▶ [EXTRACT PROVIDED]:
________________

Leake v. Gallogly

34 Neb. 857 | Neb. | 1892

Lead Opinion

Norval, J.

This action was commenced before H. B. Hatch, a justice of the peace of Merrick county, by J. J. Gallogly against plaintiffs in error, to recover the sum of $133.90. Judgment was rendered against the defendants below in their absence. Two days later they filed a motion with the justice, under the provisions of section 1001 of the Code of Civil Procedure, to set the judgment aside, upon the ground that the same was rendered in their absence, which application was overruled; thereupon the defendants prosecuted a petition in error to the district court, where the judgment was affirmed.

________________

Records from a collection

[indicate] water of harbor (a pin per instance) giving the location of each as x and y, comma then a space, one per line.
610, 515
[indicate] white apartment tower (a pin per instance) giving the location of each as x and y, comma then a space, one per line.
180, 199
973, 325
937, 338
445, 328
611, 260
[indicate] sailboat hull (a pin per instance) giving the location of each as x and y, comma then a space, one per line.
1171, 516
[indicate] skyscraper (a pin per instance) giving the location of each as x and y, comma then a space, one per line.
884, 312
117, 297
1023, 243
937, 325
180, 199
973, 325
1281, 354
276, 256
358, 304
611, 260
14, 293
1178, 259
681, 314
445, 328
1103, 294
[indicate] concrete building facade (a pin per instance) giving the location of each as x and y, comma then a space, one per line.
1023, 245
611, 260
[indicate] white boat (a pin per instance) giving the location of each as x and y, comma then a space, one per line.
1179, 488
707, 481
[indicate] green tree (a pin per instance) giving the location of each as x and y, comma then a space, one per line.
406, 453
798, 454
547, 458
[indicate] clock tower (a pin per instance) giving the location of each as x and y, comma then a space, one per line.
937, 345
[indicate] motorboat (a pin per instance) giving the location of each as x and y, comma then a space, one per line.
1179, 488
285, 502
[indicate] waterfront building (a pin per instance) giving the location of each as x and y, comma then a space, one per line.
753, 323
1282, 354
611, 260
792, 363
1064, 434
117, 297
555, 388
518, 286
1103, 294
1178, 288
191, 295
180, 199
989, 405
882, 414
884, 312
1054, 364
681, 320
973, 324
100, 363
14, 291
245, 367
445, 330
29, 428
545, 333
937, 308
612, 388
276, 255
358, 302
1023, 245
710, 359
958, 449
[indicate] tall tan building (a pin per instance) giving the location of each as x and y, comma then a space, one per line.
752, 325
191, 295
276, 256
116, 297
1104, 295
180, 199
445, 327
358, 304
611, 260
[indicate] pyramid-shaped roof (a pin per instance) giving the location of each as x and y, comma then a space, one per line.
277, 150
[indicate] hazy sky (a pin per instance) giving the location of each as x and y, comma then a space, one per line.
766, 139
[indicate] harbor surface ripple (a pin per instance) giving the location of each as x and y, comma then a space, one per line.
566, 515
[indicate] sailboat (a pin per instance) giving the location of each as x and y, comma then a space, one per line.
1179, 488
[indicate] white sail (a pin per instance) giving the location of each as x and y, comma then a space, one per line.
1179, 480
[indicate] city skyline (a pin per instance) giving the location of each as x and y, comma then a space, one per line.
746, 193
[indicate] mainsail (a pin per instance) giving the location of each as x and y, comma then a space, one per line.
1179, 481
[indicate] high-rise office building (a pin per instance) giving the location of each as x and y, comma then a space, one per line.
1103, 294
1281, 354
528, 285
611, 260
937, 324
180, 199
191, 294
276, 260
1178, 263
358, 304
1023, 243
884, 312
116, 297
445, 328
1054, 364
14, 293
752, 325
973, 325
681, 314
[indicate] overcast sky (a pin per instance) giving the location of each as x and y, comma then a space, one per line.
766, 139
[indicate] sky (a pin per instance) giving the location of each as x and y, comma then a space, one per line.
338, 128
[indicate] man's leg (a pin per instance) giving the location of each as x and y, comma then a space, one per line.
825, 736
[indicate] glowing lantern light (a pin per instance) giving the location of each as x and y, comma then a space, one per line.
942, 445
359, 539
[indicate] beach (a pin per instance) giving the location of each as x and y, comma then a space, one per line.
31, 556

________________

▶ [WRITTEN PROBLEM A]: Duplicate the passage of the opinion starting with "This action was" and going on through "judgment was affirmed.".
▶ [WRITTEN PROBLEM B]: According to the opinion, under which section of the Code of Civil Procedure did the defendants move to have the judgment set aside?
Rely only on the opinion for what comes next.

▶ [TASK RESULT A]:
This action was commenced before H. B. Hatch, a justice of the peace of Merrick county, by J. J. Gallogly against plaintiffs in error, to recover the sum of $133.90. Judgment was rendered against the defendants below in their absence. Two days later they filed a motion with the justice, under the provisions of section 1001 of the Code of Civil Procedure, to set the judgment aside, upon the ground that the same was rendered in their absence, which application was overruled; thereupon the defendants prosecuted a petition in error to the district court, where the judgment was affirmed.

▶ [TASK RESULT B]: Section 1001